* Selected text *
━━━━━━━━━━━━━━━━

Modern CSS & Best Practices
:is(), :where(), and :has(), container queries that respond to parent width instead of viewport, native CSS nesting, and the performance & accessibility habits that separate pros from beginners. By the end you'll write CSS that is leaner, smarter, and future-proof.
Modern Selectors: :is(), :where(), :has()
These three pseudo-class functions arrived in browsers around 2021–2022 and have quickly become essential. They let you write shorter, smarter selectors without the combinatorial explosion of the old way.
:is() — Smart Grouping
:is() lets you group selectors in a list. The specificity of :is() is determined by the most specific selector in its argument list. It collapses dozens of repetitive rules into one.

━━━━━━━━━━━━━━━━

* Data section *
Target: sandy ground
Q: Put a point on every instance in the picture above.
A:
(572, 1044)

━━━━━━━━━━━━━━━━

* Task instructions *
a: In the modern CSS text above, reproduce the passage that begins at the words "Modern CSS &" and stops after "the old way.".
b: According to the modern CSS text, what determines the specificity of :is()?

* Correct answers *
a:
Modern CSS & Best Practices
:is(), :where(), and :has(), container queries that respond to parent width instead of viewport, native CSS nesting, and the performance & accessibility habits that separate pros from beginners. By the end you'll write CSS that is leaner, smarter, and future-proof.
Modern Selectors: :is(), :where(), :has()
These three pseudo-class functions arrived in browsers around 2021–2022 and have quickly become essential. They let you write shorter, smarter selectors without the combinatorial explosion of the old way.

b: The most specific selector in its argument list.